DOCUMENT SEGMENT:
/---
Hacker News new | ask | show | jobs
by Mz 3178 days ago
Yes, but, there is more to it than that. No matter what shortcomings the parents may have, you don't get to be a functional adult without someone feeding you, making sure you have the opportunity to attend school, etc.

Some years back, I read an article about sexism in India and how first born male children were fed slightly better, taken to the doctor slightly quicker, etc. The outcome could be measured in terms of higher death rates for daughters.

I am not talking about girls being beaten, starved or otherwise abused. I am talking about, for example, boys being taken to the doctor in the evening, girls being given a "wait and see" attitude where they get taken the next morning if they aren't better.

Just getting a child to live to adulthood takes substantial commitment of resources. There are a billion different ways that parents can fuck a child over completely without trying to do so and with no malice aforethought.

Most people who cannot make their lives work had multiple seriously bad things happen to them as children. This is not a case of "If you just try hard enough, you can readily put that behind you." If you aren't in prison, homeless, a junkie, dead, etc, a lot of things went right right in your life that are completely outside of your control.
\---
WORK ORDER 1: Summarize the comment in two sentences.
WORK ORDER 2: In the comment, what measurable outcome did the article about sexism in India report?

EXTRACTED DATA:
/---
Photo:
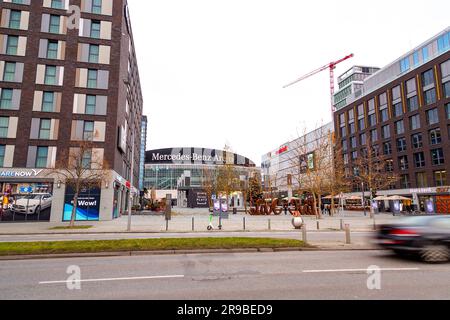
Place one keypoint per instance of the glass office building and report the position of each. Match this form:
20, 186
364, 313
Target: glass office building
181, 171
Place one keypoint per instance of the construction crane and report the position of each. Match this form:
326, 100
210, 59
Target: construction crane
331, 66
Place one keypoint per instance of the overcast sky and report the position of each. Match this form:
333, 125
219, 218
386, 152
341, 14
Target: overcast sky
212, 71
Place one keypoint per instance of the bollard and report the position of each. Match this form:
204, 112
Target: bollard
304, 234
348, 239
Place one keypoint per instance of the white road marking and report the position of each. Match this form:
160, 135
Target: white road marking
359, 270
115, 279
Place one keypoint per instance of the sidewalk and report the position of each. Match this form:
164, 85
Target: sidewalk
198, 222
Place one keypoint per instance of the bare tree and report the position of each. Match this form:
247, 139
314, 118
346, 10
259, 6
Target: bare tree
312, 165
340, 179
372, 170
84, 168
209, 184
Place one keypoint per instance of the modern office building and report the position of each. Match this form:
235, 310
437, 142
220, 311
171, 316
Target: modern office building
350, 82
181, 172
281, 166
65, 80
403, 110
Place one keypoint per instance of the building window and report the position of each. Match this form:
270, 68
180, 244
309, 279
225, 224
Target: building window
2, 156
421, 179
6, 99
437, 156
88, 130
94, 51
398, 109
54, 25
50, 75
413, 104
363, 139
430, 96
9, 74
401, 145
96, 6
404, 65
12, 44
4, 127
92, 78
374, 135
444, 42
57, 4
95, 29
419, 160
48, 100
41, 157
44, 129
14, 19
428, 78
440, 178
435, 137
432, 116
400, 127
353, 142
86, 160
404, 181
417, 141
386, 132
403, 163
390, 165
52, 49
447, 89
414, 122
387, 147
91, 102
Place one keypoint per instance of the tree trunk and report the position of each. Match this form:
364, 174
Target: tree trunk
74, 210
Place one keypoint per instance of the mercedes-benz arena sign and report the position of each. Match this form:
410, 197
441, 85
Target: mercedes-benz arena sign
196, 156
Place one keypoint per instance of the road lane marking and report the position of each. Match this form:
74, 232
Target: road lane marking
359, 270
116, 279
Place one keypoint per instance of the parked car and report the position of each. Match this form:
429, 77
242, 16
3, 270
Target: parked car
32, 204
425, 236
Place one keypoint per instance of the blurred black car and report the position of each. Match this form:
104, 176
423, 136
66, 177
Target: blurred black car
425, 236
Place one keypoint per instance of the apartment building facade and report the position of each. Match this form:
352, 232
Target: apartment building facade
65, 80
403, 112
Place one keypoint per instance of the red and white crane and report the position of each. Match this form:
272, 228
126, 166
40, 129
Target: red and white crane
331, 66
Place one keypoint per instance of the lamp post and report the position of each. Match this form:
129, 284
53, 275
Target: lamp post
363, 202
130, 200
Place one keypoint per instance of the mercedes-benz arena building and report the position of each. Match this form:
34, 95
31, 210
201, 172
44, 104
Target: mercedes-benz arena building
180, 173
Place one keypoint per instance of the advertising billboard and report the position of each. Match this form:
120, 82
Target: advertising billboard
88, 208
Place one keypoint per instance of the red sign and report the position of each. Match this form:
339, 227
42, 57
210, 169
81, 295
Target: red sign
282, 150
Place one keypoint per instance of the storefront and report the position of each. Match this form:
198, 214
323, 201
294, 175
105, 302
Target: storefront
31, 195
26, 195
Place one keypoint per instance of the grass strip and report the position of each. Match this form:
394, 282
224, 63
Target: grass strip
72, 228
94, 246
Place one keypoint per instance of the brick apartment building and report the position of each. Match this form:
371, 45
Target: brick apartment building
404, 111
60, 85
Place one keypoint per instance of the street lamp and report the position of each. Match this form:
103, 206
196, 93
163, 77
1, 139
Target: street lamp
130, 200
363, 202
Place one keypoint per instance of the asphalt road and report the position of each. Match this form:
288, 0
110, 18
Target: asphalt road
291, 275
325, 236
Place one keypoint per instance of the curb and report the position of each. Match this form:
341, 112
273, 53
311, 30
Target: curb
175, 232
175, 252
\---
ANSWER SECTION 1: The comment argues that becoming a functional adult depends on someone feeding you and making sure you can attend school, and that parents can harm a child badly without meaning to, as in India, where slightly better care for first-born sons showed up in higher death rates for daughters. It adds that most people who cannot make their lives work had multiple seriously bad things happen to them as children, and that anyone not in prison, homeless, addicted, or dead had many things go right that were outside their control.

ANSWER SECTION 2: Higher death rates for daughters.